### Exercise passage ###

Can confirm, in college I mostly partied and screwed around, but thanks to years of practice at procrastination I had by then developed the skill of throwing anything together at the last minute. So I could go to the library after dinner the night before a paper was due, find the right shelf, grab a handful of books and write a rough draft of an essay in couple hours. Back in the dorm by 10pm, I would make some edits, type it up (this was in the typewriter era), and turn it in on time for at least a B. But like I said, this was after years of putting off assignments in elementary and high school. Turns out this is an extremely valuable skill in office environments, where due to poor planning there's frequently some crisis that has to be solved ASAFP. People who can come through with decent work under completely unrealistic deadline pressure become all-stars. LPT: if you're actually doing that and not getting the credit and rewards you deserve, move somewhere else - you've valuable.
People who can come through with decent work under completely unrealistic deadline pressure become all-stars.
I did this for my last company. We were about to lose our biggest client because we (not including me) had agreed to an impossible deadline to deliver a piece of software for them. I spent two weeks basically living at work and we (meaning mostly I) were able to deliver a bare-minimum product on time and keep our contract with the client alive. This kept our company intact long enough for us to be acquired by a major west coast tech giant - at which point I was rewarded with a layoff notice, while my bosses got millions in stock grants. I got a severance which was basically equal to what I would have been eligible to get from unemployment, which meant I didn't get any unemployment but at least I didn't have to pretend to look for work for six months.
I did it with no illusions about what my reward might or might not be. I just don't like being involved in any way with project failures.
Using chatgpt to do your school work is like paying/beating up a nerd to do your work for you. You won't learn shit, and there is a chance you'll get in trouble for cheating.
ChatGPT land this plane with the engine failed for me. ChatGPT do this triple bypass heat surgery for me.
I’m sure that people will come up with excuses why this is different than cheating on an essay, but the point is that if one can’t study for the basic shit then doing the hard shit is going to be even harder. It’s not flipping a switch and saying “ok now I’ll take it all seriously…”. Then again, someone shirking basic work skills is probably destined for a retail middle manager job and not someone headed for radiology.
I'm a pilot and flight instructor. When I was a teenager, I would neglect English and Math homework to read my private pilot textbook.
See, there's this guy named Edward Thorndike who described several basic principles of learning, including the Principle of Readiness. See, learning is an active process, takes effort to do, and effort sucks. So people will only endure the suck of effort if they genuinely believe they'll get anything out of it. Students will best learn a lesson if they understand the value of the lesson to them in their lives. No, "you'll never know when algebra will save your life" is not good enough. No, "Someday this might come in handy" isn't good enough. Because of quiz-based game shows with million dollar cash prizes, that applies to literally everything from Mayan architecture to the seventh season of Friends.

###

In the discussion about procrastination and deadlines, what did the pilot and flight instructor neglect as a teenager in order to read a private pilot textbook? The entries after this text are separate material.

### Supplied information ###

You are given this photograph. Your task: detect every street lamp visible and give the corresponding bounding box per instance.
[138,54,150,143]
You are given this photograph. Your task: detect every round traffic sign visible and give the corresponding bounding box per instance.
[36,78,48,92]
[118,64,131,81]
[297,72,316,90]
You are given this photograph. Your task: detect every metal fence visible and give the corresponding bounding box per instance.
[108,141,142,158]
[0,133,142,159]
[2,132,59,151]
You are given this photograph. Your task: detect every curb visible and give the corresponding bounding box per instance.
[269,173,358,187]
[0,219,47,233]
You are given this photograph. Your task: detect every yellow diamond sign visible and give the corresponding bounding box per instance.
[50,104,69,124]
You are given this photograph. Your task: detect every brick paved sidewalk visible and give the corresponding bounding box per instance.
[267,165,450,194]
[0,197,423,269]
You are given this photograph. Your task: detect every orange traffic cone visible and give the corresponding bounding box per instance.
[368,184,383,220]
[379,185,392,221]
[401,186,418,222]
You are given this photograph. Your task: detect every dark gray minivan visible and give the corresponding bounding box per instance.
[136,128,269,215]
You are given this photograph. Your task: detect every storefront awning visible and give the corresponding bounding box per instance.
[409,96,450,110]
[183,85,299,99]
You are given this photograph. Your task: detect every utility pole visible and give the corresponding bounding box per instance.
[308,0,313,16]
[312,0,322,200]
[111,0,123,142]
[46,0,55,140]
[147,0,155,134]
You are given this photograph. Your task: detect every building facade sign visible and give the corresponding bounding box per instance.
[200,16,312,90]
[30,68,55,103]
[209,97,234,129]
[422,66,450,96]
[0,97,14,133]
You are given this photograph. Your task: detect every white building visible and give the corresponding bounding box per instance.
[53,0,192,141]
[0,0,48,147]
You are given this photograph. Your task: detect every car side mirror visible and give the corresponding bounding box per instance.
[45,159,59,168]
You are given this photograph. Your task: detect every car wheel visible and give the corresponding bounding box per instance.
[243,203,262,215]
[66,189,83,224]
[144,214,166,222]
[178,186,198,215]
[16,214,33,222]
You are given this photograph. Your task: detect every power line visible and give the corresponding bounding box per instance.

###

Response box. English and Math homework.